## Task description:
Starting from the line that contains "of the black", reproduce each line exactly through the end of the material, and include no other lines.

[Saved data entries]
------------------------------------------------

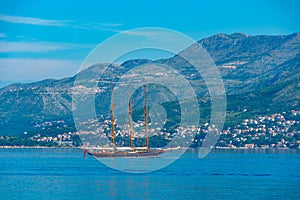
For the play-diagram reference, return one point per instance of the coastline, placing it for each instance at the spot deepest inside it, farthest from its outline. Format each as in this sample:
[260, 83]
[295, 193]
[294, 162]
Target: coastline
[192, 148]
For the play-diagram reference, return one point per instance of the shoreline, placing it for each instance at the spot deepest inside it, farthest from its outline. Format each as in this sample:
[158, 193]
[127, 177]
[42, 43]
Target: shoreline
[215, 148]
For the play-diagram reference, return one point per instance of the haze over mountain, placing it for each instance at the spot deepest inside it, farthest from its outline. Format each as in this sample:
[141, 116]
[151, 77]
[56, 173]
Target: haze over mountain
[260, 73]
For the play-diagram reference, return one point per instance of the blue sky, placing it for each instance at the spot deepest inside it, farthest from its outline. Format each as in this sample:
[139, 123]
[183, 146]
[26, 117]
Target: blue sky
[49, 39]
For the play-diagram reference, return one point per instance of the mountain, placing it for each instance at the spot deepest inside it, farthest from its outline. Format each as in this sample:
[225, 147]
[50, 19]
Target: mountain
[260, 73]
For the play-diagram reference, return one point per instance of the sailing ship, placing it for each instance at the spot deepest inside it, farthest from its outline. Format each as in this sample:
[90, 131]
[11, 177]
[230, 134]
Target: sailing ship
[127, 151]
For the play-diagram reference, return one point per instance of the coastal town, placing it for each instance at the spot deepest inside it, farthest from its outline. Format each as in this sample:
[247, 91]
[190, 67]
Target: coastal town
[278, 131]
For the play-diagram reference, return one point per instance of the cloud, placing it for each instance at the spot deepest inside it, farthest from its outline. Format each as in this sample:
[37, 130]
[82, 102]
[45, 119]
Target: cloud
[36, 69]
[60, 23]
[33, 21]
[38, 47]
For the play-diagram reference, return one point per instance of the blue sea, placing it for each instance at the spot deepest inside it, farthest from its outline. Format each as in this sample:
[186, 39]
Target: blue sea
[223, 174]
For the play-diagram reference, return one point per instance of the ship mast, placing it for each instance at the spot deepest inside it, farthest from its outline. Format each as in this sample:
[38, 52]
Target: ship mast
[130, 120]
[112, 117]
[146, 118]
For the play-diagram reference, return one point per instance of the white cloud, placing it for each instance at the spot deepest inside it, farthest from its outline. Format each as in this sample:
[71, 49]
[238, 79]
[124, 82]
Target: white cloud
[36, 69]
[37, 47]
[33, 21]
[61, 23]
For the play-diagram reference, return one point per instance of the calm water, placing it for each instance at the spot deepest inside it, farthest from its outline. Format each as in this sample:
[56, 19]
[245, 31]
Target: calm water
[65, 174]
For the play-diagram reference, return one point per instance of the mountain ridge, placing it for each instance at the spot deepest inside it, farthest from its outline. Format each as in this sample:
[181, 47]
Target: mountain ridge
[249, 65]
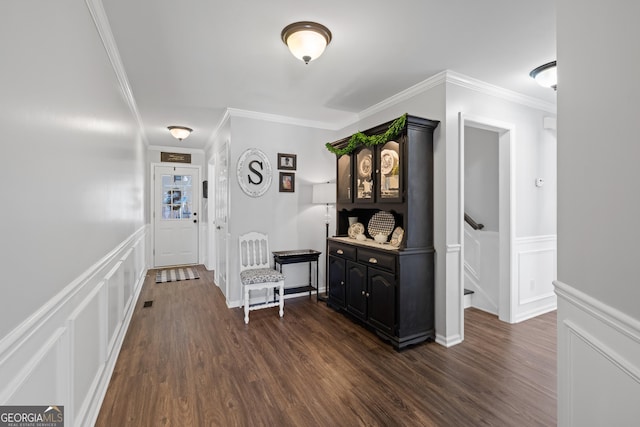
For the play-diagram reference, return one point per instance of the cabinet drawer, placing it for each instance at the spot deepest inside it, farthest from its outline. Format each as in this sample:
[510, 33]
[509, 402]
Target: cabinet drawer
[343, 251]
[377, 259]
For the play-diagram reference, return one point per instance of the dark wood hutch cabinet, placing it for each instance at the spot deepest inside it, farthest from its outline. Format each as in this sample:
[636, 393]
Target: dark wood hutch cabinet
[389, 289]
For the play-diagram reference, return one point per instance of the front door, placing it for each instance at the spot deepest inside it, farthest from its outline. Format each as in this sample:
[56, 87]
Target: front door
[176, 206]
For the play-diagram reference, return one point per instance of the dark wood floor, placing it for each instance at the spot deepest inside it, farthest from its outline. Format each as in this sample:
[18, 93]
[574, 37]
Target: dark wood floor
[190, 361]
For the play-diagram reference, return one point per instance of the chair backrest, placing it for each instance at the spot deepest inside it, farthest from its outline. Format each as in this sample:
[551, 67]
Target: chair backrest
[254, 251]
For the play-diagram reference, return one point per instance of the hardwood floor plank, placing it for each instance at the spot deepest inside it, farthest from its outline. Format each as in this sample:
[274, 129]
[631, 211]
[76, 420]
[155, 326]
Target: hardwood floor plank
[190, 361]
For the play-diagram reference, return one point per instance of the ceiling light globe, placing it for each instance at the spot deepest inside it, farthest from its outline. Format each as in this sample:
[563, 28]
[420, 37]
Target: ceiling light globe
[306, 45]
[180, 132]
[306, 40]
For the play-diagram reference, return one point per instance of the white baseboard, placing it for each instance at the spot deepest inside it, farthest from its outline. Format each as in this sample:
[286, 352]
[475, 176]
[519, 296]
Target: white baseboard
[598, 362]
[448, 341]
[65, 352]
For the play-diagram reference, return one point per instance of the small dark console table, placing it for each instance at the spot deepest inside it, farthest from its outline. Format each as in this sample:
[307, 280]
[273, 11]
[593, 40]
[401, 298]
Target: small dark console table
[294, 257]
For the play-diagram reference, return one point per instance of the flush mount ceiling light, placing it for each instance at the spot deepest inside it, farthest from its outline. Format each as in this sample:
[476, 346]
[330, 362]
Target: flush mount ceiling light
[306, 40]
[546, 75]
[180, 132]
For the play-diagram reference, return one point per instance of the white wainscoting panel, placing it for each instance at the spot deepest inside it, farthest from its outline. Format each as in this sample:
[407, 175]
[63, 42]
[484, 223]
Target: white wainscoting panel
[598, 362]
[535, 269]
[64, 354]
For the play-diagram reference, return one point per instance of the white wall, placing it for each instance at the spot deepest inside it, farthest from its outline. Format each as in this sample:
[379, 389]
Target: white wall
[481, 176]
[598, 209]
[529, 289]
[73, 230]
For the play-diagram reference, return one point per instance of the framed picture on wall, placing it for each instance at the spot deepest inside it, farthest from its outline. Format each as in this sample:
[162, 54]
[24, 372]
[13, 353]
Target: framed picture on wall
[286, 161]
[287, 182]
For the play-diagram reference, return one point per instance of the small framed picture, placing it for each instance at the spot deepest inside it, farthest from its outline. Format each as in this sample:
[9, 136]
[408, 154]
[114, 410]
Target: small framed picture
[287, 161]
[287, 182]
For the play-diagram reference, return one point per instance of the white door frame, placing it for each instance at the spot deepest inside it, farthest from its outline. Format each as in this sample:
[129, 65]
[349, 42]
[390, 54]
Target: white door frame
[506, 210]
[152, 200]
[215, 234]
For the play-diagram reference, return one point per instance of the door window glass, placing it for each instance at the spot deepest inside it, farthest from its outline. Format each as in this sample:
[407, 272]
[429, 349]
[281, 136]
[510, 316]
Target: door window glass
[176, 197]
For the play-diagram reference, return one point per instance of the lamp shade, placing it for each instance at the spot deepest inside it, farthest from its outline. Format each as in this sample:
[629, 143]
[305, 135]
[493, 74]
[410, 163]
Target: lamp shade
[306, 40]
[324, 193]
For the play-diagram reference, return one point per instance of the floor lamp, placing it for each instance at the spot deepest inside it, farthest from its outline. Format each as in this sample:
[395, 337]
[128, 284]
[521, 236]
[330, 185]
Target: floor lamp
[325, 194]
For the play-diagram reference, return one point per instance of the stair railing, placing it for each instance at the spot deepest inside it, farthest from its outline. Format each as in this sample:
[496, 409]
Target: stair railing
[472, 222]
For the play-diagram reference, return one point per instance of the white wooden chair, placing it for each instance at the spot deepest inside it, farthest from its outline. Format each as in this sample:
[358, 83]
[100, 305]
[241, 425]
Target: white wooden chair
[256, 272]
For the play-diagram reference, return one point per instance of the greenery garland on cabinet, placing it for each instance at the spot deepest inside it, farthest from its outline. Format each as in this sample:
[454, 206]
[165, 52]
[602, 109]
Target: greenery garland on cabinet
[360, 139]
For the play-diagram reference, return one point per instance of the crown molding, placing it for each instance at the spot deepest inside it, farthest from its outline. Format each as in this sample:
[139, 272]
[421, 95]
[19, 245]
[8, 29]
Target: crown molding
[467, 82]
[210, 141]
[96, 9]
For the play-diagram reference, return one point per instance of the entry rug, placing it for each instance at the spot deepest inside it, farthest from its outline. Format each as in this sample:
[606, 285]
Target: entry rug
[176, 274]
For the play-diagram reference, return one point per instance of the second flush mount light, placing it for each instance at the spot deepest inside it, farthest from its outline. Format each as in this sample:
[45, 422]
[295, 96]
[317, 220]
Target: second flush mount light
[306, 40]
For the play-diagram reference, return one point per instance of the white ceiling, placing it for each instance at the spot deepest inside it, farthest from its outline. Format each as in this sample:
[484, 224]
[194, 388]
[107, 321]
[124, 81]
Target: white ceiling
[189, 60]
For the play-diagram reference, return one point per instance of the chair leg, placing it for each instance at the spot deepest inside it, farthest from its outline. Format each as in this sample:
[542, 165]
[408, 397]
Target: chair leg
[246, 305]
[281, 299]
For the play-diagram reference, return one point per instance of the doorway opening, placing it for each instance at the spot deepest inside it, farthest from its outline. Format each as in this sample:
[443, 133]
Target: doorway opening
[498, 241]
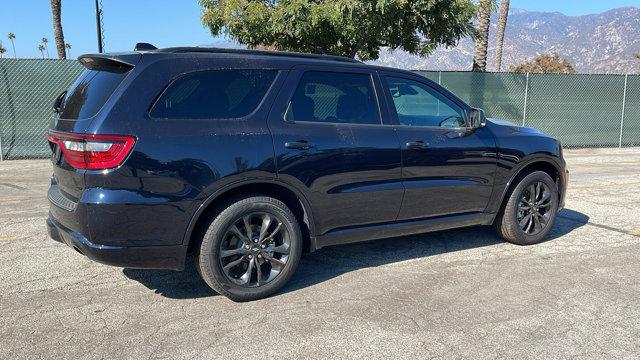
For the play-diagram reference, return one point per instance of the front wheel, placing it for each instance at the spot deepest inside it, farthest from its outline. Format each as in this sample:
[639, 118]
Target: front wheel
[530, 210]
[251, 248]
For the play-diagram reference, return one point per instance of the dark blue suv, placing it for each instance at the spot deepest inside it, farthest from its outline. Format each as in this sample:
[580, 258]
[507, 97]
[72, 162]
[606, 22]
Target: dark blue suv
[250, 158]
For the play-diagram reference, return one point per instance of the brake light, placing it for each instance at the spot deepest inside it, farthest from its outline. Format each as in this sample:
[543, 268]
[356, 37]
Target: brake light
[93, 152]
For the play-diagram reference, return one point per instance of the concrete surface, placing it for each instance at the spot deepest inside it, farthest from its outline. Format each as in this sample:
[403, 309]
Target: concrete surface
[454, 294]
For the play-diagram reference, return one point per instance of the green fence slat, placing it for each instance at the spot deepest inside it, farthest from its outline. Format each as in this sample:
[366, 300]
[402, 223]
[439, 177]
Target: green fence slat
[631, 126]
[581, 110]
[27, 90]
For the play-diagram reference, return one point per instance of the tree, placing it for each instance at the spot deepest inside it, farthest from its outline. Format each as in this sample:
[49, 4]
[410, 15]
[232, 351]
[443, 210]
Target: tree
[44, 43]
[56, 10]
[41, 48]
[545, 63]
[502, 25]
[341, 27]
[483, 15]
[12, 37]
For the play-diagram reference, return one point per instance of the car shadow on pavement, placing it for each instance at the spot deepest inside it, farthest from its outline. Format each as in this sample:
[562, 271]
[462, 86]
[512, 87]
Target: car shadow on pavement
[334, 261]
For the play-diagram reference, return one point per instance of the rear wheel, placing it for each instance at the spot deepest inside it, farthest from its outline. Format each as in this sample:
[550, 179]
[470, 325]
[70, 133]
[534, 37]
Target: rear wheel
[530, 210]
[251, 249]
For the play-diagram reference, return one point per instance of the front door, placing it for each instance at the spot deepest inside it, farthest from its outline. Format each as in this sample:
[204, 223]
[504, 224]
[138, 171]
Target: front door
[448, 167]
[330, 143]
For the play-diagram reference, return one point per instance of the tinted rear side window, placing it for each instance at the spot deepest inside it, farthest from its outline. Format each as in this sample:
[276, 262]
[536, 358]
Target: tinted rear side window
[89, 93]
[215, 94]
[332, 97]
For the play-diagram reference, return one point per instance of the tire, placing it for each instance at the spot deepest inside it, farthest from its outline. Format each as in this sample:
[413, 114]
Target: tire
[252, 255]
[512, 223]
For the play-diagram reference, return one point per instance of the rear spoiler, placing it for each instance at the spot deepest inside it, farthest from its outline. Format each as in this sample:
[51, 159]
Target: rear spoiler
[110, 62]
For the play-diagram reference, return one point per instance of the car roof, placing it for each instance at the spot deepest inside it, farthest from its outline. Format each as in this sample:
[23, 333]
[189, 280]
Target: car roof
[282, 59]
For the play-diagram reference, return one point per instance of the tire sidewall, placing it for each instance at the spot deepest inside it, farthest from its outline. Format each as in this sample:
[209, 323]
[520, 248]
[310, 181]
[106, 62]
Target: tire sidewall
[209, 260]
[533, 177]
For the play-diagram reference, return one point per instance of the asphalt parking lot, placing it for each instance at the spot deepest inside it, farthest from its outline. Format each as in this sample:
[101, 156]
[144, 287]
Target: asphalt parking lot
[454, 294]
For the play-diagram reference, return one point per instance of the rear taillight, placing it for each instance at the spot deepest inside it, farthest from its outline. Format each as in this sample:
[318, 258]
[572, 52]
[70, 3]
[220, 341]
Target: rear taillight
[93, 152]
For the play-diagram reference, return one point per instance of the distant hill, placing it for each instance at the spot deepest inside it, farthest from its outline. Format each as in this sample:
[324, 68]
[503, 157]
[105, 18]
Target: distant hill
[598, 43]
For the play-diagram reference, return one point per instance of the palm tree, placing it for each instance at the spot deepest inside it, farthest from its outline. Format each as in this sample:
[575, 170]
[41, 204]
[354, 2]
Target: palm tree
[41, 48]
[44, 43]
[56, 10]
[483, 14]
[11, 37]
[502, 25]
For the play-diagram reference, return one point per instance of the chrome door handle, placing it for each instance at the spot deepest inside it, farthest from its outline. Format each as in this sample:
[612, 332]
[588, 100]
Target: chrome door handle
[417, 145]
[298, 145]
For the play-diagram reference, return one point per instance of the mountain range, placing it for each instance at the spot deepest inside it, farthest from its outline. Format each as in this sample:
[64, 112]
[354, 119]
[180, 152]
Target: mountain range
[596, 43]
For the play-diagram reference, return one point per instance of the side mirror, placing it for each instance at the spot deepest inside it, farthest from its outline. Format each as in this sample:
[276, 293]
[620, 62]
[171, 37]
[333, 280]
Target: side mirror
[478, 119]
[57, 103]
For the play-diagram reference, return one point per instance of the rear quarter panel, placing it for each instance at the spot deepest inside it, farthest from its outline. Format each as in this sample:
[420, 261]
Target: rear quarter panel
[176, 164]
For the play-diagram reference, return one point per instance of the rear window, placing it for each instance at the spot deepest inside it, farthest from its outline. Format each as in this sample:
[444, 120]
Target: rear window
[214, 94]
[89, 93]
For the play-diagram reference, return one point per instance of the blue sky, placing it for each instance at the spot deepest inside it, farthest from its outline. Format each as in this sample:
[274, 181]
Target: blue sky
[167, 22]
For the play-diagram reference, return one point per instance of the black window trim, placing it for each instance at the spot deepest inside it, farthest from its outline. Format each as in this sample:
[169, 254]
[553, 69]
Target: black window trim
[359, 71]
[188, 73]
[394, 114]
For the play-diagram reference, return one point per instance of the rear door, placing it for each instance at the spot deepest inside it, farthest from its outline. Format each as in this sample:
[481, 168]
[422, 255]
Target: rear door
[448, 167]
[330, 143]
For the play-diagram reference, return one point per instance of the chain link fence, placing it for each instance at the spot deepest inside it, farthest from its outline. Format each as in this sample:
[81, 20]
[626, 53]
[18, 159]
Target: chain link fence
[27, 90]
[581, 110]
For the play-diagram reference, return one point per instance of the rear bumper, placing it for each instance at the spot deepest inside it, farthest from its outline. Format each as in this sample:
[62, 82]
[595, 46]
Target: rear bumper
[143, 257]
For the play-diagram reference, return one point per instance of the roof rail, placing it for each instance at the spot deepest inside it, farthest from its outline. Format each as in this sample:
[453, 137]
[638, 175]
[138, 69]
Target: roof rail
[144, 47]
[257, 52]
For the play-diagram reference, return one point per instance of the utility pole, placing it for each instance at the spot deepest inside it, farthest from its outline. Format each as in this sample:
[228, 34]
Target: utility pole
[98, 26]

------------------------------------------------

## Written answer:
For the play-diagram reference, return one point per instance of the black window trim, placing it for each instance at the spot deepest inside it, farthest from its outline. Format each as in this sample:
[169, 254]
[553, 69]
Target: black window trim
[359, 71]
[188, 73]
[394, 114]
For the play-diagram reference, return one point per instance of the rear door, placing it for each instance at the spot deepest inside it, farthest from its outline. Format each as in this sample:
[481, 168]
[422, 255]
Target: rear door
[448, 167]
[330, 143]
For the play-diagram reference, return one point per instance of the chain link fence, placing it for each instance at the spot deepest inside it, farthest from its outline. Format each as in this sample:
[81, 20]
[626, 53]
[18, 159]
Target: chain link fence
[27, 90]
[581, 110]
For the play-diagram reference, return one point per instance of the rear bumper, placing it for each instance at the spot deepest inside it, farthest from its outline. Format each as in this sample:
[62, 82]
[595, 46]
Target: rear bumper
[143, 257]
For the play-diagram reference, return one point per instance of the roof rail, placing it for each instance at the spot deepest inside it, farthest from its outline. Format each as in this sample:
[453, 137]
[638, 175]
[138, 69]
Target: roof rail
[144, 47]
[257, 52]
For the play-diagram reference, return one point per instance of the utility pole, placing it for each instance at the spot deepest inside it, farthest from its outline. Format each as in this sample:
[228, 34]
Target: utility pole
[98, 26]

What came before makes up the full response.